Given exercise:
Output the entire listing below word for word, from its first line to its last.

── Extracted data ──

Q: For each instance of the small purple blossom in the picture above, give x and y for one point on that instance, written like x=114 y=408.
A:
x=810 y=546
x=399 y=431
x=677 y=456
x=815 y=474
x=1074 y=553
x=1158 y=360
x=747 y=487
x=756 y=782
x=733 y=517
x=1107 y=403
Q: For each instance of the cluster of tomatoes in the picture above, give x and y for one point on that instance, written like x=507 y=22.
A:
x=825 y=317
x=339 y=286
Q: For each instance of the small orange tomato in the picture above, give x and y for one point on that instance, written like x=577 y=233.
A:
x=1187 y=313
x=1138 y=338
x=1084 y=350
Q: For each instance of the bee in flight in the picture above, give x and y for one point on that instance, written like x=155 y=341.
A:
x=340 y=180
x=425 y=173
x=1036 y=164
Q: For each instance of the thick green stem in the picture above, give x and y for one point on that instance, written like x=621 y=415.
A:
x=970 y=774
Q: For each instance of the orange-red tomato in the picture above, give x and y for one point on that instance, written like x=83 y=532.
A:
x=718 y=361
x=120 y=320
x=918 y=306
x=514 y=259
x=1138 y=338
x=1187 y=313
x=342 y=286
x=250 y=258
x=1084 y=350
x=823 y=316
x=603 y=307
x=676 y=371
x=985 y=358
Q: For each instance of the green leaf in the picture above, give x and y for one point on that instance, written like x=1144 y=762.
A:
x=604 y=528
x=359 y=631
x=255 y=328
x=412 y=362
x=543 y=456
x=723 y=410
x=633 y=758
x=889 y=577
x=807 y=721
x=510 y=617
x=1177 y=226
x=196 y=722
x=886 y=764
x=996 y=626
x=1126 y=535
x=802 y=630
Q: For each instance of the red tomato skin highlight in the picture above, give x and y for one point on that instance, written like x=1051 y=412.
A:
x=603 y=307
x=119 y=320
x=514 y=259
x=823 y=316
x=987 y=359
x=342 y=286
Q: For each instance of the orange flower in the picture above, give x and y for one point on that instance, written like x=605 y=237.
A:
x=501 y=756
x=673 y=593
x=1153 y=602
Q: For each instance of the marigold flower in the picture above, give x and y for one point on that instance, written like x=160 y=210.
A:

───

Result:
Q: For each instance of the small purple blossom in the picture above, give x and y for one point on that instance, written like x=114 y=408.
A:
x=810 y=546
x=399 y=431
x=677 y=456
x=815 y=474
x=1074 y=553
x=1158 y=360
x=747 y=487
x=756 y=782
x=733 y=517
x=1107 y=403
Q: For each instance of the cluster of tomatoes in the picture above, give x and y for one point on that instance, written like x=507 y=22.
A:
x=825 y=317
x=339 y=286
Q: For each instance of the small orange tomato in the picture above, give x and y for one point on that instance, written like x=577 y=233.
A:
x=1187 y=313
x=1138 y=338
x=1084 y=350
Q: For each instance of the bee in flight in the picture above, give x and y for one point on that instance, written like x=155 y=341.
A:
x=340 y=180
x=425 y=173
x=1036 y=164
Q: For each instance of the thick green stem in the picture above, give x and y for one point on that instance, written like x=621 y=415.
A:
x=970 y=774
Q: For each instance of the orange-red tomato in the picture above, give x and y for one point on that instance, written like x=83 y=532.
A:
x=718 y=361
x=120 y=320
x=918 y=306
x=514 y=259
x=1138 y=338
x=1187 y=313
x=342 y=286
x=250 y=258
x=1084 y=350
x=823 y=316
x=603 y=307
x=676 y=371
x=985 y=358
Q: For each instance of the green leaf in the picture above, give x and y for one point on that instance, written like x=1144 y=762.
A:
x=604 y=528
x=359 y=631
x=255 y=328
x=412 y=362
x=543 y=456
x=723 y=410
x=633 y=758
x=889 y=577
x=807 y=721
x=510 y=617
x=1177 y=226
x=196 y=722
x=886 y=764
x=996 y=626
x=1126 y=535
x=802 y=630
Q: For each instance of the red tomato skin highlight in the picture above, give x and y for one point on that instance, written like x=1051 y=412.
A:
x=603 y=307
x=119 y=320
x=514 y=259
x=823 y=316
x=987 y=359
x=342 y=286
Q: For each instance of the orange flower in the picture above, give x and y for one point on that instance, written like x=605 y=237.
A:
x=501 y=756
x=673 y=593
x=1153 y=602
Q: For each instance of the marigold flower in the picture above, give x and y for one point on that instance, written like x=160 y=210.
A:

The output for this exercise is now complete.